About this task – Write out exactly the lines running from the line that includes "Target: blue cap" to the end of the data, both ends included, and nothing besides.

Data extracted from a collection –
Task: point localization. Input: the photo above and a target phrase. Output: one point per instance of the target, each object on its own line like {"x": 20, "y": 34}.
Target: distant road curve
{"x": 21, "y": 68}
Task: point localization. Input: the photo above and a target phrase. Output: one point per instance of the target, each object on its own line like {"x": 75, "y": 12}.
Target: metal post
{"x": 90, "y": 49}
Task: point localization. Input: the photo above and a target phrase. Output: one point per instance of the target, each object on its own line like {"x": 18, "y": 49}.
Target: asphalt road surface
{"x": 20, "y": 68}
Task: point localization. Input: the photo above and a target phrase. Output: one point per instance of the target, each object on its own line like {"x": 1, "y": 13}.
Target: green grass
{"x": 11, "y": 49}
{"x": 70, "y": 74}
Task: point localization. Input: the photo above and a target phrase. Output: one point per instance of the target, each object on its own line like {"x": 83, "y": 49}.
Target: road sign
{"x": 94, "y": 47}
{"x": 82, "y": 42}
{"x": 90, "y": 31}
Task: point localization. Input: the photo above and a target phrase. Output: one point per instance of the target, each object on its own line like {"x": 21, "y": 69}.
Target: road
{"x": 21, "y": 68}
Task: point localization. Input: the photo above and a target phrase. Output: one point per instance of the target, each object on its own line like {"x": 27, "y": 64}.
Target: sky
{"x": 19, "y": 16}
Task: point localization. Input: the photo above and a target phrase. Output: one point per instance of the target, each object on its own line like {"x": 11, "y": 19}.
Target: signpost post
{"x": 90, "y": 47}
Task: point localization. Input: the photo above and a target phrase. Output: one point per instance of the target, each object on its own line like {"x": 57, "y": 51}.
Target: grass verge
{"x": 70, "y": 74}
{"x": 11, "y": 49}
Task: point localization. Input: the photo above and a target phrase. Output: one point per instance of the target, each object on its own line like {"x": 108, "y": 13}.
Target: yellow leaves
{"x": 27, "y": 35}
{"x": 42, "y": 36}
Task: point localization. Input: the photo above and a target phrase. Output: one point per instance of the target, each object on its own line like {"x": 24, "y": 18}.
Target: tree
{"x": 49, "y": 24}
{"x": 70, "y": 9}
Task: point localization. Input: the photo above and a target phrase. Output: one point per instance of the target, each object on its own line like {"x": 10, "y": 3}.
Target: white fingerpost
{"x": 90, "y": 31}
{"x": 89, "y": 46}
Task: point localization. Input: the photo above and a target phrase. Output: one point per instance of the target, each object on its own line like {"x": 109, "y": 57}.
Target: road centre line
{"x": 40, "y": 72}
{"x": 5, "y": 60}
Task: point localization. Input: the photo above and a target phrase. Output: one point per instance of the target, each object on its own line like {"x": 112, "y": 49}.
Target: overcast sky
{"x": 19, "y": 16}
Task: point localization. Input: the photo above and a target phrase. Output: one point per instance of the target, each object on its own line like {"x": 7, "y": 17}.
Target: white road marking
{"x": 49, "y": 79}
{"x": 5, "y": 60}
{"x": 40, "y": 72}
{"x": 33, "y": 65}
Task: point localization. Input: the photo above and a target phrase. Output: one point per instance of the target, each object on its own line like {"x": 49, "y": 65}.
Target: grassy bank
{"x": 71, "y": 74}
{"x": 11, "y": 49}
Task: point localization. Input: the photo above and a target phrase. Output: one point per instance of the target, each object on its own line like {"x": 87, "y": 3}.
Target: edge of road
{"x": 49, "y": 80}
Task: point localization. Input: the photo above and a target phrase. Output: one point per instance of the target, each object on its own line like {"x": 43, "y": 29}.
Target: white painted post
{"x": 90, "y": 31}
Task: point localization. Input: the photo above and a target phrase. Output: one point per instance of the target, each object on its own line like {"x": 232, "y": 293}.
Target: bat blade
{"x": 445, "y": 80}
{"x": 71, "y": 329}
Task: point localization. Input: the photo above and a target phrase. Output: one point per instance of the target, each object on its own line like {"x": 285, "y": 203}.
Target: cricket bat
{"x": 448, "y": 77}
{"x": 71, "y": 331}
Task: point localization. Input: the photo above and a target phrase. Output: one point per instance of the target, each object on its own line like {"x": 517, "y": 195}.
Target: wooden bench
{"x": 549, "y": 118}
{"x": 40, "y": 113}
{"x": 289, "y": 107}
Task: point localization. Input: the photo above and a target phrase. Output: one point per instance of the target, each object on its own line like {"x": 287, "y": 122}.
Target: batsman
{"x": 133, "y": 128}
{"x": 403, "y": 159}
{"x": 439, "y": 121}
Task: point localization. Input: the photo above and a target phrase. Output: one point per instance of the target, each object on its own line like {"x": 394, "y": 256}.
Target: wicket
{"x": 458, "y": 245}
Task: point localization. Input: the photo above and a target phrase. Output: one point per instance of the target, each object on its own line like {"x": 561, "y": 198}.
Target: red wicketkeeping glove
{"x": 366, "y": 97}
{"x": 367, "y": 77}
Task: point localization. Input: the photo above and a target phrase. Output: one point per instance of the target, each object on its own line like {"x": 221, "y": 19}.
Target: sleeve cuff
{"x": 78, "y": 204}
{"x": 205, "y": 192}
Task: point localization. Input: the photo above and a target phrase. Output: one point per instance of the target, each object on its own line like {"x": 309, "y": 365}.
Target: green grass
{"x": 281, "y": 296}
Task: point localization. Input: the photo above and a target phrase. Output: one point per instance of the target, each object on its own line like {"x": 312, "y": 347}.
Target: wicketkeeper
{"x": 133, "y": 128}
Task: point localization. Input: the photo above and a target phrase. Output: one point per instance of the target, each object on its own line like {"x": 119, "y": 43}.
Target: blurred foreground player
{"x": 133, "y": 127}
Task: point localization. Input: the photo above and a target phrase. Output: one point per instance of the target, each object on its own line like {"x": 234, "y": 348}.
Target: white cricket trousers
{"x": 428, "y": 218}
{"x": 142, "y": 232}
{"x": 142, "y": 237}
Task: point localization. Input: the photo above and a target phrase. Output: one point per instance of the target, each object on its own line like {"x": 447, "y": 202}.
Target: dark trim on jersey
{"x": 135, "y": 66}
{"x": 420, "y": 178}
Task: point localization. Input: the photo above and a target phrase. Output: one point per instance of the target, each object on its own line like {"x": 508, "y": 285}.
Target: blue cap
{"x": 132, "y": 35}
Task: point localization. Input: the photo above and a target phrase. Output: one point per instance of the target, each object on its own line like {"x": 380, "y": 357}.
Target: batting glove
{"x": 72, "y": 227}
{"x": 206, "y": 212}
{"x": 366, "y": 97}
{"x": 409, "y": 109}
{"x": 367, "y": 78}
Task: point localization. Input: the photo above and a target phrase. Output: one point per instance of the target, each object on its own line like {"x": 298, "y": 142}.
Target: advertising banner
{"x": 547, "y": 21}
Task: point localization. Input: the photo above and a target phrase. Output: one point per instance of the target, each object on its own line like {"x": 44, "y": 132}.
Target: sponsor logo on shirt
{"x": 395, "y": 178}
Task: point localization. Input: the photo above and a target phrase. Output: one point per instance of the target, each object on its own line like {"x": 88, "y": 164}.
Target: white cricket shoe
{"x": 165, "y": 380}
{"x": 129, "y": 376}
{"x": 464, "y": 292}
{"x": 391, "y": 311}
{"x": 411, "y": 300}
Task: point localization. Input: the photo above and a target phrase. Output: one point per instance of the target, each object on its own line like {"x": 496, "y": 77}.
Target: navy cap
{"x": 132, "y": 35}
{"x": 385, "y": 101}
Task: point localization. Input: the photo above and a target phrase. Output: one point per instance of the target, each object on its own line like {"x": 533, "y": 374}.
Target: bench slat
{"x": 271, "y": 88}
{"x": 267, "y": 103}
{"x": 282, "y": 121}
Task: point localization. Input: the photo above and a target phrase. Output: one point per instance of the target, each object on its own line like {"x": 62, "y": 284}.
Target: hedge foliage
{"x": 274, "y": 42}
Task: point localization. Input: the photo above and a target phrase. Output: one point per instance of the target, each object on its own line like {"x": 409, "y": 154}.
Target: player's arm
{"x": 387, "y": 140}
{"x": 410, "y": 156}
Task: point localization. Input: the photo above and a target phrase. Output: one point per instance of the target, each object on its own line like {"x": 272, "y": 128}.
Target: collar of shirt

Final answer –
Target: blue cap
{"x": 132, "y": 35}
Task: point localization. Input: the photo above and a target phrase. Output: one point per instance of the target, each object on its own line like {"x": 380, "y": 357}.
Target: batting glove
{"x": 72, "y": 227}
{"x": 206, "y": 212}
{"x": 366, "y": 97}
{"x": 409, "y": 109}
{"x": 367, "y": 78}
Task: point localization. Input: the photo above and a target phrase. Output: one point per instance of the target, each object on its own line like {"x": 298, "y": 142}.
Target: advertising banner
{"x": 547, "y": 21}
Task: point localization. Input: the photo above and a target phrase. Output: one point per instance of the target, each object on its own line like {"x": 44, "y": 132}.
Target: sponsor logo on shirt
{"x": 395, "y": 178}
Task: point localization. Input: the photo above and a target phrase. Output: one point per instance of the target, each object on its own line like {"x": 88, "y": 164}.
Target: white cricket shoe
{"x": 165, "y": 380}
{"x": 129, "y": 376}
{"x": 464, "y": 292}
{"x": 391, "y": 311}
{"x": 411, "y": 300}
Task: point localization. Input: the photo above and a target phrase. Output: one point per instance of the target, each object on its own line like {"x": 496, "y": 77}.
Target: navy cap
{"x": 132, "y": 35}
{"x": 385, "y": 101}
Task: point localization. Input: the photo above and a target phrase. Output: one point per instance of the target, each object on its own line like {"x": 533, "y": 374}.
Target: bench slat
{"x": 271, "y": 88}
{"x": 267, "y": 103}
{"x": 282, "y": 121}
Task: point localization. Input: the photo above and a target phrase. Output: one point per instance of the target, each object on its own line like {"x": 62, "y": 284}.
Target: hedge foliage
{"x": 274, "y": 42}
Task: point localization. Input: the photo above and a target phrase. Output: one point per instance of the target, each object on its own line like {"x": 409, "y": 154}.
Target: player's arm
{"x": 387, "y": 140}
{"x": 410, "y": 156}
Task: point localization. Input: the photo above and a target phrase. Output: one point per instance of the target, each object on its own line like {"x": 272, "y": 128}.
Target: collar of shirt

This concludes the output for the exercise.